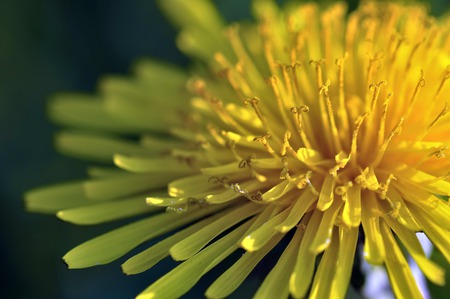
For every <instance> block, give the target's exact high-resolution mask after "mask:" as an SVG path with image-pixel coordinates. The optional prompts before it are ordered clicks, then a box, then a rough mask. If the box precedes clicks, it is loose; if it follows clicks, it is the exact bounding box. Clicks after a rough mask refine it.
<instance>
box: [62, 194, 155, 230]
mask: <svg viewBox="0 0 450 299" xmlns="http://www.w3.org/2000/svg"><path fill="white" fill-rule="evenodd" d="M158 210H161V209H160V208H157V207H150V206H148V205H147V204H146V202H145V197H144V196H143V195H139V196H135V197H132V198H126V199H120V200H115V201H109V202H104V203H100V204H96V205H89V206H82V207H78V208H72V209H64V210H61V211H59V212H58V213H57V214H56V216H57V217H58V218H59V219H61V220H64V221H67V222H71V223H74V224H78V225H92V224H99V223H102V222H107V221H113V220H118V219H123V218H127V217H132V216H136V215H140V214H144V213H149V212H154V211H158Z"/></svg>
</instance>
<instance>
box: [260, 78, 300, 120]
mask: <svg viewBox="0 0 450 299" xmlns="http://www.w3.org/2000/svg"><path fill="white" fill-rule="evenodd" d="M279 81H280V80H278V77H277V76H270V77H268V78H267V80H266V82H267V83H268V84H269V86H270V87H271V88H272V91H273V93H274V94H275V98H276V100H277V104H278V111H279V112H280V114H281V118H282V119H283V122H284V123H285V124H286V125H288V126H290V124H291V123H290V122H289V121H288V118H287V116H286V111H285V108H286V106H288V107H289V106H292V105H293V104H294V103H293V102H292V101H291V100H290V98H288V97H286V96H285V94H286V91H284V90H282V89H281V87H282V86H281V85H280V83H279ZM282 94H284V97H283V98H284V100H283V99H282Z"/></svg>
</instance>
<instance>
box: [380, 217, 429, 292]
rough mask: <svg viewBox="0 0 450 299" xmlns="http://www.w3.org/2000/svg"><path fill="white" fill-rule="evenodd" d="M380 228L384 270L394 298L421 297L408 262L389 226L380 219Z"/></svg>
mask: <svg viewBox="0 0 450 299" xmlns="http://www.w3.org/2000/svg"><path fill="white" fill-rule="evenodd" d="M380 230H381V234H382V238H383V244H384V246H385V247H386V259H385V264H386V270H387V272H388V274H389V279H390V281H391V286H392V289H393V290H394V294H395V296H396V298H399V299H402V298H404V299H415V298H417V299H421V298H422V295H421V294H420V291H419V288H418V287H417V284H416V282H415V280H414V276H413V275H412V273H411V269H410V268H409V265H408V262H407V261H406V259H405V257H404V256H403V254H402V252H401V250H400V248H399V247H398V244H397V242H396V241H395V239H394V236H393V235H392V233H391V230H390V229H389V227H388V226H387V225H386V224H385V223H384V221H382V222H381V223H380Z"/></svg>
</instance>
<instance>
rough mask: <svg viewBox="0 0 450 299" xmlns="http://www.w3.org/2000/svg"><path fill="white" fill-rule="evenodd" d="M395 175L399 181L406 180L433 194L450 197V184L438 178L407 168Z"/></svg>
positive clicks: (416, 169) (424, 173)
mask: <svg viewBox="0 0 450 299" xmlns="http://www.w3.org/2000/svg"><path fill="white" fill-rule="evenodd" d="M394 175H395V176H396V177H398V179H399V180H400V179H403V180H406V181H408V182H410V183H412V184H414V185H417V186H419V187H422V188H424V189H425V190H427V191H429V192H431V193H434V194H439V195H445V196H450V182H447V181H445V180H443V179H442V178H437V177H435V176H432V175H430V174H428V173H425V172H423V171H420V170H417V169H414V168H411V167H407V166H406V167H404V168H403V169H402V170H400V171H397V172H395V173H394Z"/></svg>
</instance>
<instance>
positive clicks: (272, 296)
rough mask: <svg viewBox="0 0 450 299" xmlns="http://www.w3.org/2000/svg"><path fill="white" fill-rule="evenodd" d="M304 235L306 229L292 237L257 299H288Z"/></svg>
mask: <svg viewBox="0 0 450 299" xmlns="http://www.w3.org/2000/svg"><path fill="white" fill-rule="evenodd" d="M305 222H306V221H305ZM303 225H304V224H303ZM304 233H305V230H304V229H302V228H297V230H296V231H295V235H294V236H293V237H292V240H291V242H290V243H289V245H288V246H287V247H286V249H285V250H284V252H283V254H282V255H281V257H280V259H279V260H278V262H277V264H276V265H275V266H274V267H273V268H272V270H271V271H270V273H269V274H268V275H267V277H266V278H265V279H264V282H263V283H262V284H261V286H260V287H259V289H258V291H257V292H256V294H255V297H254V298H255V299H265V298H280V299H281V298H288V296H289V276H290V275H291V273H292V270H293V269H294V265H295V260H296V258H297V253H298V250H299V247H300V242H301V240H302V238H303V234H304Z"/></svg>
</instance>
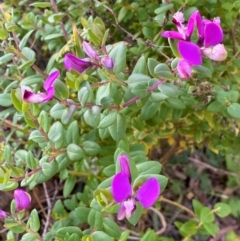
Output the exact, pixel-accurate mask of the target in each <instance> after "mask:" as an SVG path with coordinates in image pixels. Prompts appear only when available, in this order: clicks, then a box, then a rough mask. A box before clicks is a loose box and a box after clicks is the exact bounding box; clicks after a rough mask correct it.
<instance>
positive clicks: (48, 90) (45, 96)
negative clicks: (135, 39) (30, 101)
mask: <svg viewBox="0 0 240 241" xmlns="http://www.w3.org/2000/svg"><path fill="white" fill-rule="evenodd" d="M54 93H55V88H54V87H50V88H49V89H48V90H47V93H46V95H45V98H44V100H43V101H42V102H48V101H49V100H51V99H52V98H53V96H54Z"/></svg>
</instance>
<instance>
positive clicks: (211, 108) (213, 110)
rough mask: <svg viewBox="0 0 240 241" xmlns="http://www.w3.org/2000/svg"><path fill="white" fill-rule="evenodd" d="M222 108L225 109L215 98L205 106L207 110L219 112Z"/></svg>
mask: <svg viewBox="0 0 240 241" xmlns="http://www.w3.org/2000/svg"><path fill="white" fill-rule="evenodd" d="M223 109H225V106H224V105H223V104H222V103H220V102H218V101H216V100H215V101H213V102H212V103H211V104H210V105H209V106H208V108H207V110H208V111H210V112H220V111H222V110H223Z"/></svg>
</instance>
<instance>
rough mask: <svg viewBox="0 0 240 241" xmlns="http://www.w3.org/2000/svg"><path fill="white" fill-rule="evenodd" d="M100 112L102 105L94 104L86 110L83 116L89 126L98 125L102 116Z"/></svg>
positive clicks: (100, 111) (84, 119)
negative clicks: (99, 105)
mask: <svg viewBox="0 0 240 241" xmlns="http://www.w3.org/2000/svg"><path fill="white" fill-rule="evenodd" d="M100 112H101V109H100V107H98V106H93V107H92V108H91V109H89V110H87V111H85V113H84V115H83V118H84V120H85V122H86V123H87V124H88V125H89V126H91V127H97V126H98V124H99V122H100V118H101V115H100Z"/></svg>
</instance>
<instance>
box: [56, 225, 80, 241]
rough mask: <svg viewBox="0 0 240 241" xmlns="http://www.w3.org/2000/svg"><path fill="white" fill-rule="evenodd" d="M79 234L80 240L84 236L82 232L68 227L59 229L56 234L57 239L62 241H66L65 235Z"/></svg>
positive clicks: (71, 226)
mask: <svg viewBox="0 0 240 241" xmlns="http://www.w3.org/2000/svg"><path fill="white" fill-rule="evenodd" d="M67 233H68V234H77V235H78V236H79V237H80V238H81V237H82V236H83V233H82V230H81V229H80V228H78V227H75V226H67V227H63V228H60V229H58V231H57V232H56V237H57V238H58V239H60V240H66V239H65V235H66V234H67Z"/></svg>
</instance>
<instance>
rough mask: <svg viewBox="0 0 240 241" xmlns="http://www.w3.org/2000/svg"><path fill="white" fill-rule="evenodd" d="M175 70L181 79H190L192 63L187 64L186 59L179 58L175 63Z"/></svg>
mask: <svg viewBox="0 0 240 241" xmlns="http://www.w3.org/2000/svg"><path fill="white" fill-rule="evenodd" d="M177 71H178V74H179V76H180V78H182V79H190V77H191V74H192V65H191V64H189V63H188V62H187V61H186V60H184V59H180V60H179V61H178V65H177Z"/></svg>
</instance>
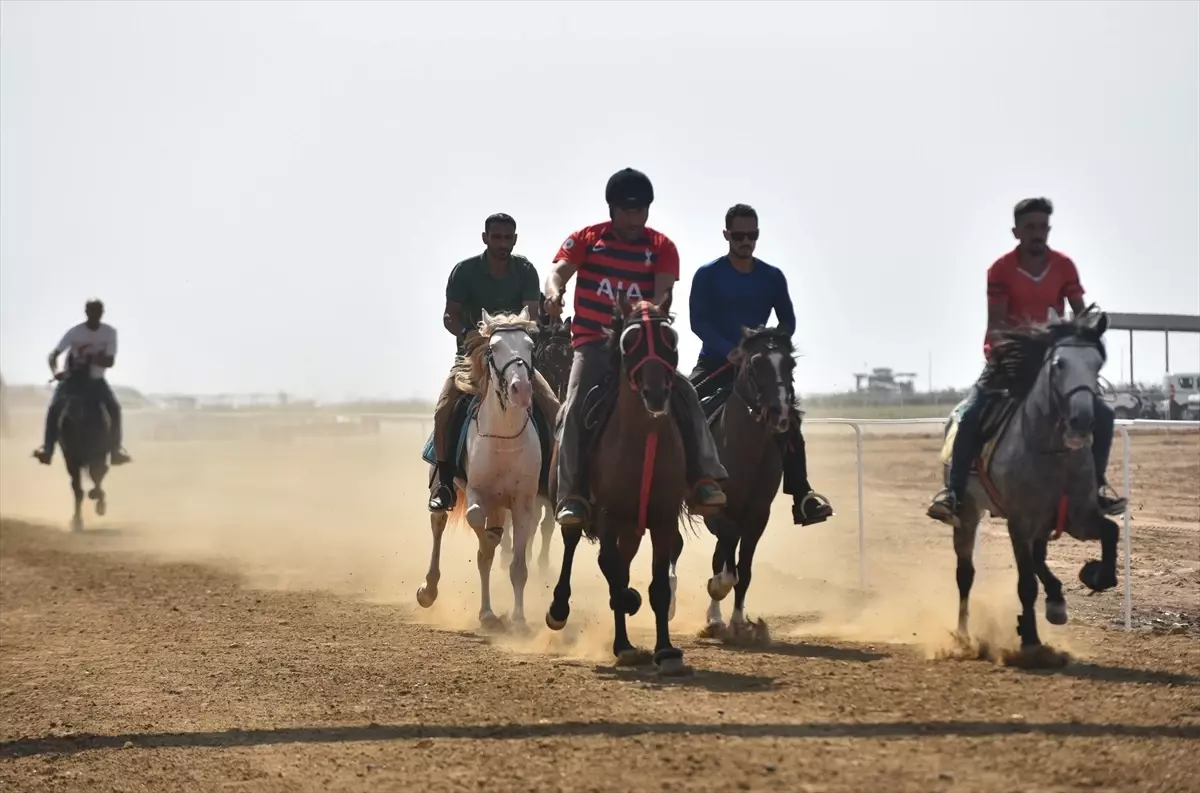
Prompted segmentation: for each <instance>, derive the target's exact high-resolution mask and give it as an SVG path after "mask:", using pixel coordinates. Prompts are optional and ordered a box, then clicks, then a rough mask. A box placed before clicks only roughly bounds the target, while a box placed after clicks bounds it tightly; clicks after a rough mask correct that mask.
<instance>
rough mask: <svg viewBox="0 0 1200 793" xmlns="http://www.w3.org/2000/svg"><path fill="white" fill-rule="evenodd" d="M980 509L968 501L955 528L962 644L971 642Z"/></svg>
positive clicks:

::::::

* **Exercise aim**: Copy out the data above word for word, from its beginning through the line containing "box: [62, 194, 155, 230]", with both ends included. Omit the pictures.

* **Problem solution**:
For every <instance> block, give the target's exact high-resolution mask after "mask:" as an SVG path with image-pixel coordinates. The optional prompts before it are ordered clicks, then a box, then a rough mask. If the box precedes clicks, it is loose; if it follows clicks, it is the exact bounding box. Clicks after a rough mask refine it.
<instance>
box: [62, 194, 155, 230]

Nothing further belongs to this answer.